## [RECORDS FOR THE TASK]
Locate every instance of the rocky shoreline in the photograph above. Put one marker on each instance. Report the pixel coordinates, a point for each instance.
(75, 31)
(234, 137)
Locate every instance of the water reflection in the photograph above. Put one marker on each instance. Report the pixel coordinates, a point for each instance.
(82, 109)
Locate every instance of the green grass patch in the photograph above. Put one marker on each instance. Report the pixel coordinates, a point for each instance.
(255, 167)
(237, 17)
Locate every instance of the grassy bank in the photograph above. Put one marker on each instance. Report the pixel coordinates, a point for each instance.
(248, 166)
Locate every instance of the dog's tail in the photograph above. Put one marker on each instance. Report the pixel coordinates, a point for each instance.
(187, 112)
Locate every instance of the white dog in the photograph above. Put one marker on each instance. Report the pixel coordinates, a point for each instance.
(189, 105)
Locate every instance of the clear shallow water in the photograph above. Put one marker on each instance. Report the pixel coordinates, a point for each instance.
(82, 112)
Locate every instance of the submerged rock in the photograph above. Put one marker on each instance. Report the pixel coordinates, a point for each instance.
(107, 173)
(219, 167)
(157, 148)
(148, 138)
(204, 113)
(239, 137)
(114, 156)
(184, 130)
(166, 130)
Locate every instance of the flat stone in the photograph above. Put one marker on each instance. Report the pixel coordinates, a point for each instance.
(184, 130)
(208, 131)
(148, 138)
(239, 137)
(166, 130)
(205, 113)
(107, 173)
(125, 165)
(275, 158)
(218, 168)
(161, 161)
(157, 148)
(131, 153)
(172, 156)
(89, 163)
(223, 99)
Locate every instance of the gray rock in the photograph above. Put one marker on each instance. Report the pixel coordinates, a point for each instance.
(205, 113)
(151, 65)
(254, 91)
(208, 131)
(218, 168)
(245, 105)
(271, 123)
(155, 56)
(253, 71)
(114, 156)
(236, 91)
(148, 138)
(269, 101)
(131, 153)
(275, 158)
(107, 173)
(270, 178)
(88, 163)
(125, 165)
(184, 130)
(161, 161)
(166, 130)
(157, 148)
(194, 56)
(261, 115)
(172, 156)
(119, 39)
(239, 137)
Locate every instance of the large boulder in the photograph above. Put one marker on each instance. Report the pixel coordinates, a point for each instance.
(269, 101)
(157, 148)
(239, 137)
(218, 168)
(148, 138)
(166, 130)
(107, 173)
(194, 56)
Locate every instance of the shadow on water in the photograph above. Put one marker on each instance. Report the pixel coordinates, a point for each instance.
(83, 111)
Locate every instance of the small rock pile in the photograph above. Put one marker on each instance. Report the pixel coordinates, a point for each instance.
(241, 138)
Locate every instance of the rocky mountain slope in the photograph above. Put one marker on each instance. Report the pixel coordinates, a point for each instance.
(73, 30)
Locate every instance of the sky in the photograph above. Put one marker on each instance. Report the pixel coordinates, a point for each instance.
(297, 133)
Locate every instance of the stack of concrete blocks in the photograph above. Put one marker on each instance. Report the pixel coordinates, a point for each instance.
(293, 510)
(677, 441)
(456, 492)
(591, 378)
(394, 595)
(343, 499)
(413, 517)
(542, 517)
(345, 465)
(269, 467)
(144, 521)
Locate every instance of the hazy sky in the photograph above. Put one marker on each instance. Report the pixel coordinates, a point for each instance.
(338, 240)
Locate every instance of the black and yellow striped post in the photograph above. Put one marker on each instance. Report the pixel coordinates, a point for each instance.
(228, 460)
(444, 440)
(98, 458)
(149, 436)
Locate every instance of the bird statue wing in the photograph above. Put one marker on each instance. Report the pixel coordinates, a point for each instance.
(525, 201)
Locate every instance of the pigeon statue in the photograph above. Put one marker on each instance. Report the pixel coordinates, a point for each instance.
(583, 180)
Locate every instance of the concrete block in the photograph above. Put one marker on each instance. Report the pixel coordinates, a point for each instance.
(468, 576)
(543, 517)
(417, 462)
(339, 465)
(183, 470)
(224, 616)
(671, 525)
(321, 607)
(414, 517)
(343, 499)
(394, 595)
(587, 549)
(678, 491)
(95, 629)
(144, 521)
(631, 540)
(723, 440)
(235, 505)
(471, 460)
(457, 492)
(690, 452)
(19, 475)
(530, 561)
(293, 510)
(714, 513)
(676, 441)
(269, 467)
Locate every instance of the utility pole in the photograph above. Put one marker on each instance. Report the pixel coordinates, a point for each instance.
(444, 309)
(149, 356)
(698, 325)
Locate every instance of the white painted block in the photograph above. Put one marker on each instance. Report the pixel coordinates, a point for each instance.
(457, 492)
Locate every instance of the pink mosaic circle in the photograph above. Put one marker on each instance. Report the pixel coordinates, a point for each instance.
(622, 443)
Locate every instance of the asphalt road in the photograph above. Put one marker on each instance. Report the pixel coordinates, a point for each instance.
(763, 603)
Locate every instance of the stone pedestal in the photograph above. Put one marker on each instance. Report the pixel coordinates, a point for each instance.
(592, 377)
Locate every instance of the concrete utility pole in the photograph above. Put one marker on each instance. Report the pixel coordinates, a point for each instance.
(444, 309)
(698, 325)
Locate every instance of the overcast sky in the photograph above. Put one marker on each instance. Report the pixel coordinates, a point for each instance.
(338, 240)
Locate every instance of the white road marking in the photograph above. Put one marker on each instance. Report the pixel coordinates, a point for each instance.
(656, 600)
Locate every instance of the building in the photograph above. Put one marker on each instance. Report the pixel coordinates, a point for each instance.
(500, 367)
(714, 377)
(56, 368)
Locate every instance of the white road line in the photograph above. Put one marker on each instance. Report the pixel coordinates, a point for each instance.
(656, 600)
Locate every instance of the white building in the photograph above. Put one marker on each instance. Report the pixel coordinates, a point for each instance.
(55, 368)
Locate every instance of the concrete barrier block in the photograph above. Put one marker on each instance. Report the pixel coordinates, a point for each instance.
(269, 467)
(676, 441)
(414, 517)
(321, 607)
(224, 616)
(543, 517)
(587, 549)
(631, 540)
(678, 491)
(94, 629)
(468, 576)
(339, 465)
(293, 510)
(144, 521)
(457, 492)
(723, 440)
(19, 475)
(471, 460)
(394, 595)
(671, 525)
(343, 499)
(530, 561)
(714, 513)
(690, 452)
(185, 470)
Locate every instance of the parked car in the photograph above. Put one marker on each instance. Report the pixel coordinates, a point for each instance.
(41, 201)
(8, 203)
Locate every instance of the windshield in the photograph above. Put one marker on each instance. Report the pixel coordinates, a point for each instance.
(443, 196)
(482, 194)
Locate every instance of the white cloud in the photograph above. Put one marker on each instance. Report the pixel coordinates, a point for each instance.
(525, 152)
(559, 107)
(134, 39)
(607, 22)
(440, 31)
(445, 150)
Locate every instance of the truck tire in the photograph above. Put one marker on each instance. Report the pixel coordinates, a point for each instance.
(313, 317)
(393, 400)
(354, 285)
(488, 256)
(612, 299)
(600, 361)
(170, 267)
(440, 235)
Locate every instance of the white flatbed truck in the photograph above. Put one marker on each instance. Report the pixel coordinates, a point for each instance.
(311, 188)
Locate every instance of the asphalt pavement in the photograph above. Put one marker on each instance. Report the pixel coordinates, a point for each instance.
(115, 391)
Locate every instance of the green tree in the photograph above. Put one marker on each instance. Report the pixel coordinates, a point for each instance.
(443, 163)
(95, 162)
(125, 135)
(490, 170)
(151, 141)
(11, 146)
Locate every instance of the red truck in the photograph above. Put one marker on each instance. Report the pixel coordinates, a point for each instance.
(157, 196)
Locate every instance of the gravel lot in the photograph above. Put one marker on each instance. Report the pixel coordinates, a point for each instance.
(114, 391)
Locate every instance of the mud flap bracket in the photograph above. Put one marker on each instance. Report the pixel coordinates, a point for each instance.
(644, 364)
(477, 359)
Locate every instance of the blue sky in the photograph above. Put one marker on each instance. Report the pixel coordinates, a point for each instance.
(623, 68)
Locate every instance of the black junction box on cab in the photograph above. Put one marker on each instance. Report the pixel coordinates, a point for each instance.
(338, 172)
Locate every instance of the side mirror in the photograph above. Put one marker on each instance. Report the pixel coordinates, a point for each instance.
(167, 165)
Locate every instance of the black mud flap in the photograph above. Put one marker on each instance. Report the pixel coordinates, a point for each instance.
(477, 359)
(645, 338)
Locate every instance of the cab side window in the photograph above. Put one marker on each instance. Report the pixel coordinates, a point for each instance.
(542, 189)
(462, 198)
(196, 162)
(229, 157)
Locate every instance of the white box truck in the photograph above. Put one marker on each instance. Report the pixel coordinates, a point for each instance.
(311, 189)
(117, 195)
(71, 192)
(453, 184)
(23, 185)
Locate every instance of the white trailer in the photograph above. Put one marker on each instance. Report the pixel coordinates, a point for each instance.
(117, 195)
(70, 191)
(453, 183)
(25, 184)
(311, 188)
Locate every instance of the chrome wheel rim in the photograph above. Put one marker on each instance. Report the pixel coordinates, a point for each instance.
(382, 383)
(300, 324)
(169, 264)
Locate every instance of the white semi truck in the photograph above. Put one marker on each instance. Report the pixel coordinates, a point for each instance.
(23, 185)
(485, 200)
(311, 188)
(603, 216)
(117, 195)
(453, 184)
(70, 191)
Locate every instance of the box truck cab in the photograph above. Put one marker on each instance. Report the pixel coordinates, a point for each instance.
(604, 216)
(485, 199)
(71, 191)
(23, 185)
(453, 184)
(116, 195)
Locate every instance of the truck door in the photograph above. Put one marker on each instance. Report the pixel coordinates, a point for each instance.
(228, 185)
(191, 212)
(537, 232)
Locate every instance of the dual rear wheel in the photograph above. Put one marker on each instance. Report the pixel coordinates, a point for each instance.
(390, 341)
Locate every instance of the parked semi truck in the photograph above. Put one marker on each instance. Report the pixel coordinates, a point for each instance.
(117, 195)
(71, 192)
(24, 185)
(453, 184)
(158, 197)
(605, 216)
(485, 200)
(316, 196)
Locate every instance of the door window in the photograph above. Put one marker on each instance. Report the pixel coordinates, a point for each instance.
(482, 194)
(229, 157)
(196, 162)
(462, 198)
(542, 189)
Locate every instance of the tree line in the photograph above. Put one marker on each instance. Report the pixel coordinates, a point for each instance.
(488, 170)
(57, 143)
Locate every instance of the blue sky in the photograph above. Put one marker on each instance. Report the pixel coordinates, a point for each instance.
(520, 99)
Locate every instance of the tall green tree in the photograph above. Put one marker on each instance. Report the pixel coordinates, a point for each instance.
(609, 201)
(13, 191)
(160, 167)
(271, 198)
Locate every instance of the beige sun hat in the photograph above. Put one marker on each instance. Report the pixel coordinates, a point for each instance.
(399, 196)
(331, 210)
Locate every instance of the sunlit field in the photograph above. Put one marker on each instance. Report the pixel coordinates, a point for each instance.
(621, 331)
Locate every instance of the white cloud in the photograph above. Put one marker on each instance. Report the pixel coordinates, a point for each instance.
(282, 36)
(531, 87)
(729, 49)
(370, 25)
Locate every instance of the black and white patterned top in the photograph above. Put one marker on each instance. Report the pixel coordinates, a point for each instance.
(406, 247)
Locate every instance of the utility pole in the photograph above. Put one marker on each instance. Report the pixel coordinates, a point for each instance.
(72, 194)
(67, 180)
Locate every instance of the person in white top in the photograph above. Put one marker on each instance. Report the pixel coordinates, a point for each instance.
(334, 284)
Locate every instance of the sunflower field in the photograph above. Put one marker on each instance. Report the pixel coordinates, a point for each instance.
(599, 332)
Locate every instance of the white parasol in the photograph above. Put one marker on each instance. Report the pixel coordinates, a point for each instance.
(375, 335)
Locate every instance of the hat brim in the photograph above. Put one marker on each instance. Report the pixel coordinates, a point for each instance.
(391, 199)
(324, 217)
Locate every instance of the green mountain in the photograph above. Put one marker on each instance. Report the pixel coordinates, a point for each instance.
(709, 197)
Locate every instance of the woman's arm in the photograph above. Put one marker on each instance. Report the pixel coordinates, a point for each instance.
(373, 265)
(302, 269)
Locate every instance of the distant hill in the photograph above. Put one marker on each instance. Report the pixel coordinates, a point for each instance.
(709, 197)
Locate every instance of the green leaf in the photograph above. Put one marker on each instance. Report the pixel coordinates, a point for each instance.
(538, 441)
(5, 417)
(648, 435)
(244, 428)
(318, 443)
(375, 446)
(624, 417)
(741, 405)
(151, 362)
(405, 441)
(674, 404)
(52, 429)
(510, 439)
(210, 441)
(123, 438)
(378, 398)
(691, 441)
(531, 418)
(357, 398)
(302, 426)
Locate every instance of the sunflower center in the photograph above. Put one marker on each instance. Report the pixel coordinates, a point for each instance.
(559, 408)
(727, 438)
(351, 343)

## [AIM]
Only the lines from the one containing "Locate every instance of the woman's" through the end of the material should be reproduced, exactly, with both ends included.

## [SOLUTION BELOW]
Locate every instance of the woman's arm in the photograph above. Put one marker on each instance. Report the pixel coordinates, a point for each instance.
(373, 265)
(302, 269)
Locate every instance of the distant hill in the photograph above. Put one marker on each instance. Report the pixel coordinates, a point for each instance.
(709, 197)
Locate every instance of the green leaf in the photograph above. Put one marker on each instance. Report the pixel coordinates, a point for each instance.
(538, 441)
(5, 417)
(648, 435)
(244, 428)
(318, 443)
(375, 446)
(624, 417)
(741, 405)
(151, 362)
(405, 441)
(674, 404)
(52, 429)
(510, 439)
(210, 441)
(123, 438)
(378, 398)
(691, 441)
(531, 418)
(357, 398)
(302, 426)
Locate every instance of the sunflower center in the photograph above. Put one marker on each instance. Report the pixel coordinates, a point for each instance.
(559, 408)
(727, 438)
(351, 343)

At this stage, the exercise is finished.